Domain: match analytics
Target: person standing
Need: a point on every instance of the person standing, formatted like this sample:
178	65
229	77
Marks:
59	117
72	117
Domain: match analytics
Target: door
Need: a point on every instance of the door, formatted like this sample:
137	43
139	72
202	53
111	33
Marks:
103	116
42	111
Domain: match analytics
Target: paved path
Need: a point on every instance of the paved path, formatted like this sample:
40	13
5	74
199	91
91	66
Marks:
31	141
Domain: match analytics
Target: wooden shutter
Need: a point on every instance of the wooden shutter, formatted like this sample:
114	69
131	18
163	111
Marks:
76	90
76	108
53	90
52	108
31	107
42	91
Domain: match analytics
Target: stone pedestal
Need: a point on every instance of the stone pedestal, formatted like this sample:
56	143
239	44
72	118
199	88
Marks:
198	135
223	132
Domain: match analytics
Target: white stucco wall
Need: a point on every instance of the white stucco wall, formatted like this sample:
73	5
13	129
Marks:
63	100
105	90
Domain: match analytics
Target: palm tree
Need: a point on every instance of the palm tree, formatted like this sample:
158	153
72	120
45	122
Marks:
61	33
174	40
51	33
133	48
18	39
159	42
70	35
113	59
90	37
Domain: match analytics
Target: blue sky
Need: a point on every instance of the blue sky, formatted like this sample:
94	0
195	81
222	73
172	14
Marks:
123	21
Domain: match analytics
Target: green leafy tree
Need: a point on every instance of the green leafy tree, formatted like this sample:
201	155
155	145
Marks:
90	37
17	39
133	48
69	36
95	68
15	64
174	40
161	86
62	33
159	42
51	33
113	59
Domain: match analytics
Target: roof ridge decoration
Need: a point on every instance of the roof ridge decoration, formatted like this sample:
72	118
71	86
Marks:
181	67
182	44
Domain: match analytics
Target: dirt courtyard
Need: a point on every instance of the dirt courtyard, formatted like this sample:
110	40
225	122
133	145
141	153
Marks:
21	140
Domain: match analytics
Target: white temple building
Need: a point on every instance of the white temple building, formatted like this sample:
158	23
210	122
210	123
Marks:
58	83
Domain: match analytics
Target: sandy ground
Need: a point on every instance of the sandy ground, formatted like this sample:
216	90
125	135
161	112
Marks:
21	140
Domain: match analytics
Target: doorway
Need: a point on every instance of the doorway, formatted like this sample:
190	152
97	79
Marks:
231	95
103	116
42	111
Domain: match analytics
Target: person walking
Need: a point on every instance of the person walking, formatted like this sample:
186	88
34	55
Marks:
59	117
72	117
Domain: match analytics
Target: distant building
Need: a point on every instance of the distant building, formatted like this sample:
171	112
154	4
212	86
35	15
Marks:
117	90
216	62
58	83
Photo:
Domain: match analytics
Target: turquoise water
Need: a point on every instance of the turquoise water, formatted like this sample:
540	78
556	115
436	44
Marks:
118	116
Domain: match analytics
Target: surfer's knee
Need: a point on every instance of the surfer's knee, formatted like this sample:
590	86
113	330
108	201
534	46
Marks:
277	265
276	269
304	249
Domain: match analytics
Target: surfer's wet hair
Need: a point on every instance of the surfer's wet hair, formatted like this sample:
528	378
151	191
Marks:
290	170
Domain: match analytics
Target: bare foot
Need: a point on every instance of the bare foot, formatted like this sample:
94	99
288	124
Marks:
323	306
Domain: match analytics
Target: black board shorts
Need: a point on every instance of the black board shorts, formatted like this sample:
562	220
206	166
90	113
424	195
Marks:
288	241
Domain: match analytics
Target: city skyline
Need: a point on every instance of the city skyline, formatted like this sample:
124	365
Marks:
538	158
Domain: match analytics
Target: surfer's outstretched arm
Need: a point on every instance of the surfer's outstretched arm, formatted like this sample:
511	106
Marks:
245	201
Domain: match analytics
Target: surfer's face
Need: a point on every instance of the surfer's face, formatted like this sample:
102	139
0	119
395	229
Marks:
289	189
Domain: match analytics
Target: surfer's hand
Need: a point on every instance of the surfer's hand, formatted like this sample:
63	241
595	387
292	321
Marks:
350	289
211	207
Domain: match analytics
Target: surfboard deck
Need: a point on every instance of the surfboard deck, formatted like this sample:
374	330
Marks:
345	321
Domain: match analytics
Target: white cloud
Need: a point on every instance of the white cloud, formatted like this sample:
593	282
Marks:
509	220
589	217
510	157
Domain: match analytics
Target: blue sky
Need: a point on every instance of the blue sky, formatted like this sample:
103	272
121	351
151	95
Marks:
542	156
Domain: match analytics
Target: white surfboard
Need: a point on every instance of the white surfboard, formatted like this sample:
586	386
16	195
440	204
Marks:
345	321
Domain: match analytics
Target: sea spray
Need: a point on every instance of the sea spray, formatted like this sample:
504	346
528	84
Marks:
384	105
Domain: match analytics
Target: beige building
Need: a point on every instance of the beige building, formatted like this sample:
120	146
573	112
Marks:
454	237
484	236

○ ○ ○ ○

→ **Written instruction**: Recopy the whole listing exactly.

→ **Final result**:
Domain: match analytics
Target: person standing
Need: a point on every instance of the person standing, formatted like this sample:
178	65
229	77
Marks:
59	117
72	117
Domain: match analytics
Target: door
Need: a point on every instance of the door, formatted like this sample:
137	43
139	72
202	53
111	33
Marks:
103	116
42	111
Domain: match analytics
Target: paved path
Need: a point on every instance of the paved path, formatted like this sample:
40	13
5	74
199	91
91	66
Marks:
31	141
Domain: match analytics
Target: wooden shutter
Need: a point on every instance of the wooden shutter, formatted like this sample:
114	69
131	18
163	111
Marks:
76	90
76	108
53	90
52	108
31	107
42	91
Domain: match analytics
Target: stone pedestal
Need: a point on every instance of the stone pedestal, formatted like this sample:
56	143
239	44
72	118
199	88
Marks:
198	135
223	132
Domain: match analytics
Target: white stucco wall
Need: a point on every instance of the white stucco wall, formatted like this sample:
73	5
13	129
Marks:
63	100
105	90
Domain: match analytics
Target: palm tree
Need: a point on every instance of the palm tree, formatted like this sample:
158	153
72	120
45	122
Marks:
61	33
174	40
51	33
133	48
18	39
159	42
70	35
113	59
90	37
Domain: match analytics
Target: blue sky
Need: a point on every instance of the blue sky, formatted like this sample:
94	0
195	81
222	73
172	14
Marks:
123	21
Domain: match analytics
Target: green leafy tree
Need: a point on every instance of the green leafy tree, formatted like this sample:
201	155
155	145
Marks:
90	37
17	39
133	48
69	36
95	68
15	64
174	40
161	86
62	33
159	42
51	33
113	59
Domain: match analytics
Target: roof ridge decoration
Need: a point on every instance of the roof ridge decoration, formatted like this sample:
72	118
71	86
Marks:
181	67
182	44
Domain: match analytics
Target: dirt courtyard
Need: a point on every instance of the dirt courtyard, formatted like this sample:
110	40
225	122
133	145
141	153
Marks:
21	140
Domain: match analytics
Target: white temple building
Need: a point on every instance of the white temple building, formatted like this sample:
158	23
210	122
210	123
Marks:
58	83
Domain: match analytics
Target: sandy ground
Need: a point on every instance of the sandy ground, formatted like this sample:
216	90
125	135
161	112
Marks:
21	140
Domain: match analytics
Target: doorway
Need: a point on every instance of the doorway, formatted like this sample:
190	152
97	79
Marks:
231	95
103	116
42	111
Domain: match analytics
Target: person walking
Need: a point on every instance of the person walking, formatted like this sample:
186	88
34	55
Marks:
59	117
72	117
Domain: match analytics
Target: distant building
Need: a point on every instance of the distant building, formatted like this sample:
171	112
154	4
212	86
35	15
Marks:
117	90
216	62
58	83
Photo:
Domain: match analytics
Target: turquoise water
Need: a point on every instance of the turquoise water, formatted like this sample:
540	78
556	115
436	44
Marks:
118	116
Domain: match analytics
Target: surfer's knee
Need: a point on every instance of the surfer's knee, formatted like this sample:
590	86
113	330
108	201
534	46
Marks:
277	265
276	269
304	249
Domain: match analytics
Target: surfer's wet hair
Need: a point on every instance of the surfer's wet hair, formatted like this sample:
528	378
151	191
Marks:
290	170
Domain: match analytics
Target: bare foot
Need: a point on every instance of the bare foot, formatted like this sample:
94	99
288	124
Marks:
323	306
Domain: match analytics
Target: black board shorts
Need: a point on every instance of the black board shorts, formatted like this sample:
562	220
206	166
90	113
424	195
Marks:
288	241
Domain: match analytics
Target: city skyline
Need: a point on every instance of the city skyline, formatted like this sample:
124	365
Marks:
538	158
Domain: match analytics
Target: surfer's outstretched arm
Need: a point on every instance of the surfer's outstretched arm, formatted like this sample:
511	106
Marks:
245	201
Domain: match analytics
Target: surfer's face
Need: a point on every instance of the surfer's face, formatted like this sample:
102	139
0	119
395	229
Marks:
289	189
Domain: match analytics
Target: surfer's hand
Need: a point on every instance of the surfer's hand, formatted like this sample:
63	241
595	387
292	321
Marks:
350	289
211	207
Domain: match analytics
Target: surfboard deck
Need: a point on every instance of the surfboard deck, formatted like this sample:
374	330
Marks:
345	321
Domain: match analytics
Target: white cloud
Need: a point on every instance of the white cloud, formatted like this sample:
593	282
Marks:
509	220
589	217
510	157
Domain: match analytics
Target: blue sky
Need: a point on every instance of the blue sky, formatted like this sample:
103	272
121	351
151	95
Marks:
542	156
Domain: match analytics
Target: white surfboard
Need: a point on every instance of the white surfboard, formatted like this sample:
586	386
16	195
440	204
Marks:
345	321
Domain: match analytics
Target: sea spray
Need: a point on every instance of the sea spray, formatted like this sample:
504	346
528	84
Marks:
384	105
Domain: match analytics
Target: beige building
Need: a point on every instance of the beige building, formatted like this sample:
120	146
573	112
Marks:
454	237
484	236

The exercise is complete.